In the entries below, find every line holding the string "boot" and collect it.

(Entries taken from a collection)
-------------------------

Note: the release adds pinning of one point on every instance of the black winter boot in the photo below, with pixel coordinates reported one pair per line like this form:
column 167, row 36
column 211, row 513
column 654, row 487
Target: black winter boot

-------------------------

- _RESULT OF THIS EXERCISE_:
Note: the release adds pinning of one point on every instance of the black winter boot in the photo below, with pixel coordinates reported one pair per line like this form:
Target: black winter boot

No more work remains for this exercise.